** start of TEXT EXTRACT **

I gotta agree with Soifon - you are in the exact same place you were in October.

What are you going to do about it??


----------



## Hope1964 (Sep 26, 2011)

t2morgan said:


> I've been married to this man for an eternity.


So what?? You want to spend the rest of your life this way?

NOW is the time to act. Don't wait another 4 or 6 or 12 or 24 months.


----------



## Prodigal (Feb 5, 2011)

t2morgan said:


> I've been married to this man for an eternity. Longer then most peoples ages on here. So it's difficult to do.


I'm chiming in with Hope here. If you want to spend the rest of your "eternity" living in marriage he!!, far be it from me to argue against that.

I wasn't aware this post is a re-hash of your previous posts. But, as you can tell, when you just keep complaining about a situation and are not proactive, people just quit responding.

I'm going to approach this from a strictly legal perspective. If you have been married for 20 years, which I assume you have, you qualify for permanent spousal support. It is no longer termed "alimony." Duration of marriage is an important element the court considers when granting support, along with the age of the couple.

Okay, so you won't be destitute. Money won't be an issue, unless your H has no portfolio. I'm coming from the assumption he does.

So, why are you sticking it out? Just to declare you were tough enough to take it? Because if that's the case, you are suffering from a rather bad case of codependency. Yes, it is an over-used term, but unless you are worried about finances - and you aren't taking any advice after months of getting it - then you need professional help.

Don't want that either? Fine.


----------



## Prodigal (Feb 5, 2011)

And P.S. - If you were REALLY at your wit's end, you wouldn't still be complaining about the exact situation you had in October. Honest.


----------



## KathyBatesel (Apr 26, 2012)

Stop talking with your mouth. 

Speak with your actions. 

He may or may not give her up, but you can find the peace you need.


----------



## A Bit Much (Sep 14, 2011)

T2 you have to get to the place where you emphatically state to yourself that you WILL NOT compete with another woman in your marriage.

** end of TEXT EXTRACT **

-- EXERCISE A --
Answer these questions about the forum thread above:
(i) According to Hope1964, when is the time to act?
(ii) Which term does Prodigal say is no longer used for permanent spousal support?
(iii) In which month, according to Prodigal's P.S., did the poster have the same situation she is still complaining about?

** start of RECORDS **

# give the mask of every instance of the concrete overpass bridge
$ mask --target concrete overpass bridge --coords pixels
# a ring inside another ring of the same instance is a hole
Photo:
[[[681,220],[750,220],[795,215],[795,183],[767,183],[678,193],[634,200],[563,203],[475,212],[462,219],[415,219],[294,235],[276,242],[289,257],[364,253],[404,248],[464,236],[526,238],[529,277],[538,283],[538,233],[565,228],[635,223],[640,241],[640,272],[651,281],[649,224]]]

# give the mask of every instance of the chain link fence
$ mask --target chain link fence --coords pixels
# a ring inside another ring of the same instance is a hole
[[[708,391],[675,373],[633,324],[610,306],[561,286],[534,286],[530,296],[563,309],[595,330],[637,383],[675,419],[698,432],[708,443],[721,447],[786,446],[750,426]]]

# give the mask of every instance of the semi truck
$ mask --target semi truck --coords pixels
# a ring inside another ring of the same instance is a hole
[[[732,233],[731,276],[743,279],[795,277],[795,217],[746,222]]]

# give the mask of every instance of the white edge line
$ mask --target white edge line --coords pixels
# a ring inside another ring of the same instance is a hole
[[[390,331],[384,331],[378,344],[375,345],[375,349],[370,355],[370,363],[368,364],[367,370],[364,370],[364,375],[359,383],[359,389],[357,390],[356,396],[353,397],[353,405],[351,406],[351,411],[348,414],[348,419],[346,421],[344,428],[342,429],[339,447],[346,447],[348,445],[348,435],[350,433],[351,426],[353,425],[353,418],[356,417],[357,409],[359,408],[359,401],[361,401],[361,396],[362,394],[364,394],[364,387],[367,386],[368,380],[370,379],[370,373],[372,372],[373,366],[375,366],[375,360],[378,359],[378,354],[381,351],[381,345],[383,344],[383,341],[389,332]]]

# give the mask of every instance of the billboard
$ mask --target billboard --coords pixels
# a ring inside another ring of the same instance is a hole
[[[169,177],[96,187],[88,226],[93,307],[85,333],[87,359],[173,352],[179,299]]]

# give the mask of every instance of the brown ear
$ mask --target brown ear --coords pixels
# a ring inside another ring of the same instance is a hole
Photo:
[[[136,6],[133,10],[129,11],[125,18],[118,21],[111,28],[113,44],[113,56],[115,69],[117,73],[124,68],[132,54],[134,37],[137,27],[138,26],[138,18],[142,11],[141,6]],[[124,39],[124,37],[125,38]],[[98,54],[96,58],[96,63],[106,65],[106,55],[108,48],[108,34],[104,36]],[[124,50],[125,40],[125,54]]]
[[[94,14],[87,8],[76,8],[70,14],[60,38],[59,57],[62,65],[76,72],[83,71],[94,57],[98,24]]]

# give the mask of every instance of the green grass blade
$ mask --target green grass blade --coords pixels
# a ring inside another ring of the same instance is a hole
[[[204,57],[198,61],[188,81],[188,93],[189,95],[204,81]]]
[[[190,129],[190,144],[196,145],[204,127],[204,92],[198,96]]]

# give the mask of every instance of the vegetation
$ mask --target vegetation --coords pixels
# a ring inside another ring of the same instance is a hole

** end of RECORDS **

-- EXERCISE B --
Extract, word for word, the lines of the listing starting with its first line and going on through the line with "[[[732,233],[731,276],[743,279],[795,277],[795,217],[746,222]]]", both included.

-- CORRECT RESULT A --
(i) Now.
(ii) "Alimony."
(iii) October.

-- CORRECT RESULT B --
# give the mask of every instance of the concrete overpass bridge
$ mask --target concrete overpass bridge --coords pixels
# a ring inside another ring of the same instance is a hole
Photo:
[[[681,220],[750,220],[795,215],[795,183],[767,183],[678,193],[634,200],[563,203],[475,212],[462,219],[415,219],[294,235],[276,242],[289,257],[364,253],[404,248],[464,236],[526,238],[529,277],[538,283],[538,233],[565,228],[635,223],[640,241],[640,272],[651,281],[649,224]]]

# give the mask of every instance of the chain link fence
$ mask --target chain link fence --coords pixels
# a ring inside another ring of the same instance is a hole
[[[708,391],[675,373],[633,324],[610,306],[561,286],[534,286],[530,296],[563,309],[595,330],[637,383],[675,419],[698,432],[708,443],[721,447],[786,446],[750,426]]]

# give the mask of every instance of the semi truck
$ mask --target semi truck --coords pixels
# a ring inside another ring of the same instance is a hole
[[[732,233],[731,276],[743,279],[795,277],[795,217],[746,222]]]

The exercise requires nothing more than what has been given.